● **SET EXERCISE**
Rename "integer pixel coordinates" to "whole-number pixel coordinates" throughout the data below, and copy out all other text without changes.

START DATA PROVIDED

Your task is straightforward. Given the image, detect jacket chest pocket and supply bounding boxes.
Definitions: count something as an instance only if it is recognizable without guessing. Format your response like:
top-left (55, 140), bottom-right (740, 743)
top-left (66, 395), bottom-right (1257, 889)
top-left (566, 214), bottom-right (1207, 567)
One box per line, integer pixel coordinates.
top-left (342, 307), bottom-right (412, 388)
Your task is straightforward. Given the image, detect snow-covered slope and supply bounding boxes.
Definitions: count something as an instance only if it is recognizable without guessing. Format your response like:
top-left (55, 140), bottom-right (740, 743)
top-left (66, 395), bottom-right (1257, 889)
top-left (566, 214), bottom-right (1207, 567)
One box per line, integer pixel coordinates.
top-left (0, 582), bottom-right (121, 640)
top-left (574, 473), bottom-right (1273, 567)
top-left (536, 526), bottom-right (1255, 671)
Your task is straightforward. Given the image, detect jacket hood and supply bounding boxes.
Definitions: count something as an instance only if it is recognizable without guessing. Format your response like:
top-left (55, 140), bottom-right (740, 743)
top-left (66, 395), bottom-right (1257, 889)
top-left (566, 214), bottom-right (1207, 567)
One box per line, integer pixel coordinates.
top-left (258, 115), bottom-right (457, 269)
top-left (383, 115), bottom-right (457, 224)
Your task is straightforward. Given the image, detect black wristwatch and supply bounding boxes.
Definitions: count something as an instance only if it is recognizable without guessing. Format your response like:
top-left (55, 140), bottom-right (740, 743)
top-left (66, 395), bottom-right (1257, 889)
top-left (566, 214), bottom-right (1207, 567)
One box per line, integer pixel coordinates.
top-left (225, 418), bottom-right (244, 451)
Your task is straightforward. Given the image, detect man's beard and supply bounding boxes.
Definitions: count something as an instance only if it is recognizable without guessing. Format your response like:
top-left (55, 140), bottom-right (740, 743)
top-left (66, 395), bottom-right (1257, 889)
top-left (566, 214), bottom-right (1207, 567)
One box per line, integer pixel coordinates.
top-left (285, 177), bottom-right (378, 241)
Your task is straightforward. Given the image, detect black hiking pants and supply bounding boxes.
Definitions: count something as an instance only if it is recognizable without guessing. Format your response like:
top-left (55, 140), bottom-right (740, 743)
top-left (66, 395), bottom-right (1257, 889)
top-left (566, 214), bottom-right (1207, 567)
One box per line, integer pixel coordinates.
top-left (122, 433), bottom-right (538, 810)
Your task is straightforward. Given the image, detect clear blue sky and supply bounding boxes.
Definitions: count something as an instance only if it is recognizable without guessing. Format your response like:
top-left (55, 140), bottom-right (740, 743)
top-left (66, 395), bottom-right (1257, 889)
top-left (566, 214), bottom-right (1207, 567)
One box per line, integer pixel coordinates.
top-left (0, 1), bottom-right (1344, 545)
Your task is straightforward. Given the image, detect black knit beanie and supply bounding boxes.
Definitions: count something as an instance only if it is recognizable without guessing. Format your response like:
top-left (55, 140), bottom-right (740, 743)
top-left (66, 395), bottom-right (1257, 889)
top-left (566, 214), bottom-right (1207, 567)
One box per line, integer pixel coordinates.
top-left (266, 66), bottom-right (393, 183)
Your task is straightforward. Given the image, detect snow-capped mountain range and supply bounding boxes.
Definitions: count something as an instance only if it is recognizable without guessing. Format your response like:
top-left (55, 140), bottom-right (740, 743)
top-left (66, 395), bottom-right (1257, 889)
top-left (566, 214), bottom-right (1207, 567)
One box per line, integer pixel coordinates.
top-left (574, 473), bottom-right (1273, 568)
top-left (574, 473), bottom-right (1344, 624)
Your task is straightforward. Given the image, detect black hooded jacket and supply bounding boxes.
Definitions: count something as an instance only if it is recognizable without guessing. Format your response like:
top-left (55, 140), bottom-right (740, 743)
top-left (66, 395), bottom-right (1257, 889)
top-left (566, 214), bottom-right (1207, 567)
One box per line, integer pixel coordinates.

END DATA PROVIDED

● **ANSWER TO THE TASK**
Your task is straightforward. Given the image, detect jacket chest pocket and supply bounding boxes.
Definitions: count something as an instance only if it is recognizable without guessing. Format your response like:
top-left (55, 140), bottom-right (740, 743)
top-left (66, 395), bottom-right (1257, 889)
top-left (566, 214), bottom-right (1207, 567)
One box per line, whole-number pixel coordinates.
top-left (342, 307), bottom-right (412, 388)
Your task is straightforward. Given the image, detect snow-covered slope and supply bounding boxes.
Definitions: count something as an instance only if it is recognizable without guessing. Format your response like:
top-left (55, 140), bottom-right (740, 743)
top-left (66, 395), bottom-right (1257, 889)
top-left (566, 214), bottom-right (1207, 567)
One box per line, whole-number pixel coordinates.
top-left (0, 582), bottom-right (121, 640)
top-left (574, 473), bottom-right (1273, 567)
top-left (536, 526), bottom-right (1255, 671)
Your task is straightforward. Given the image, detect jacket hood and supply bounding boxes.
Definitions: count something as an instance only if it is recognizable without guessing. Format your response like:
top-left (55, 140), bottom-right (740, 743)
top-left (66, 395), bottom-right (1257, 889)
top-left (566, 214), bottom-right (1207, 567)
One box per line, whole-number pixel coordinates.
top-left (258, 115), bottom-right (457, 269)
top-left (383, 115), bottom-right (457, 224)
Your task is straightforward. Given the image, detect black wristwatch and supply bounding boxes.
Definitions: count something as an instance only if it is recognizable without guessing. Format your response like:
top-left (55, 140), bottom-right (740, 743)
top-left (66, 395), bottom-right (1257, 889)
top-left (566, 214), bottom-right (1207, 567)
One box per line, whole-number pixel coordinates.
top-left (225, 418), bottom-right (244, 451)
Your task is straightforward. Given the image, detect man's beard and supply bounding boxes.
Definitions: count something as an instance only if it is recognizable without guessing. Format your response like:
top-left (55, 140), bottom-right (740, 743)
top-left (66, 395), bottom-right (1257, 889)
top-left (566, 214), bottom-right (1207, 567)
One box per line, whole-number pixel coordinates.
top-left (285, 177), bottom-right (378, 241)
Your task is straightforward. Given the image, detect black hiking pants and supply bounding boxes.
Definitions: count something as an instance only if it is recognizable without guessing. Format your response like:
top-left (55, 140), bottom-right (740, 743)
top-left (66, 395), bottom-right (1257, 889)
top-left (566, 214), bottom-right (1207, 567)
One box per line, whole-number pixel coordinates.
top-left (122, 433), bottom-right (538, 810)
Your task is straightforward. Given the image, detect clear blue sky and supply bounding boxes.
Definitions: count something as an instance only if it is recognizable without guessing. Format your response like:
top-left (55, 140), bottom-right (740, 743)
top-left (66, 395), bottom-right (1257, 889)
top-left (566, 214), bottom-right (1207, 567)
One box per line, whole-number pixel coordinates.
top-left (0, 1), bottom-right (1344, 545)
Your task is straightforward. Given the image, detect black knit beanie and supply bounding boxes.
Definitions: count something as an instance only if it is recognizable without guessing. Format your response like:
top-left (55, 140), bottom-right (740, 743)
top-left (66, 395), bottom-right (1257, 889)
top-left (566, 214), bottom-right (1207, 567)
One box per line, whole-number pixel coordinates.
top-left (266, 66), bottom-right (393, 183)
Your task is straightforward. Given the image, detect snow-capped mountain range and supply bounding boxes.
Definitions: count something as an instance only if it is recognizable without guessing. Format your response like:
top-left (55, 140), bottom-right (740, 743)
top-left (66, 395), bottom-right (1257, 889)
top-left (566, 214), bottom-right (1207, 567)
One box per line, whole-number pixel coordinates.
top-left (574, 473), bottom-right (1273, 568)
top-left (574, 473), bottom-right (1344, 624)
Your task is straightforward. Given the image, detect black hooded jacket and supply bounding boxes.
Definitions: count something as an instance only if it is recognizable without guessing. Format your response like:
top-left (55, 140), bottom-right (740, 743)
top-left (66, 395), bottom-right (1257, 889)
top-left (566, 214), bottom-right (1207, 567)
One box per line, whole-number pixel coordinates.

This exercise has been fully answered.